**Ação necessária 1**
Reproduza o trecho do texto sobre as cheias no Acre que começa em "Pelo segundo ano" e segue até "climáticos da região.".
**Ação necessária 2**
Responda com base no texto sobre as cheias no Acre:
(a) Além das enchentes, que mudança na temporada seca também preocupa?
(b) Em 2022, em quanto tempo há relatos de aldeias atingidas por grandes cheias mais de uma vez?
(c) Desde que ano os grupos vulneráveis estão entre os mais fragilizados pela pandemia da Covid-19?
**Ação necessária 3**
Continue o texto sobre as cheias no Acre a partir do ponto em que ele termina.

**Trecho do texto**
Pelo segundo ano consecutivo, comunidades indígenas do Acre são impactadas por grandes enchentes dos rios; intensificação da temporada seca também preocupa. Mudanças representam desafio na relação ancestral dos indígenas com os ciclos climáticos da região.
Rio Branco (AC) – As cheias na Amazônia Ocidental, comuns nesta época do ano, têm sido cada vez mais intensas e em intervalos reduzidos. No Acre, populações indígenas estão entre as mais afetadas. Em muitas situações, os indígenas nem bem se recuperaram dos efeitos da última cheia, e um novo transbordamento dos rios destrói todo o roçado e criações das aldeias. Em 2022, por exemplo, há relatos de aldeias terem sido atingidas por grandes cheias por mais de uma vez num intervalo de tempo inferior a 30 dias. Os impactos das enchentes extremas agravam ainda mais a situação de grupos vulneráveis, que desde 2020 estão entre os mais fragilizados pela pandemia da Covid-19.

**Extrato de dados**
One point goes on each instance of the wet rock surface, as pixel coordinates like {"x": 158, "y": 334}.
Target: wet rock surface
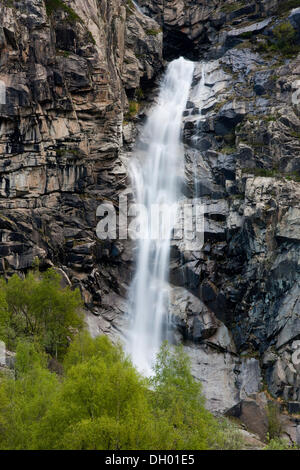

**Resposta 1**
Pelo segundo ano consecutivo, comunidades indígenas do Acre são impactadas por grandes enchentes dos rios; intensificação da temporada seca também preocupa. Mudanças representam desafio na relação ancestral dos indígenas com os ciclos climáticos da região.

**Resposta 2**
(a) A intensificação da temporada seca.
(b) Num intervalo de tempo inferior a 30 dias.
(c) Desde 2020.

**Resposta 3**
É o que acontece atualmente com os Jaminawa do rio Purus e os Huni Kuin dos rios Jordão e Tarauacá, nos municípios acreanos de mesmo nome dos mananciais. Após já terem sido bastante impactados pelas cheias de um ano atrás, eles voltaram a ter suas aldeias inundadas entre fevereiro e março de 2022. O mesmo acontece com as aldeias Huni Kuin e Shanenawa espalhadas pelo baixo rio Envira, em Feijó. Os Yawanawa do rio Gregório, em Tarauacá, sofrem com o mesmo problema.
De acordo com dados da Defesa Civil Estadual, 1011 indígenas, em cinco diferentes municípios, foram atingidos pelas cheias dos rios em 2022. O município de Feijó foi o que registrou o maior número de impactados: 460 pessoas em 12 comunidades. Além dos Huni Kuin e Shanenawa, Feijó ainda é habitado pelos Ashaninka, Madijá (Kulina) e os recém-contatados Xinane – todos moradores das margens do rio Envira.
Até mesmo os indígenas moradores da capital Rio Branco são afetados. Ao menos 11 famílias Huni Kuin que moram em bairros da periferia foram impactados pela cheia do rio Acre. Suas casas ficam nas áreas mais baixas da cidade, mais vulneráveis à subida do nível do manancial. Todos os indígenas oram levados para uma escola pela Defesa Civil.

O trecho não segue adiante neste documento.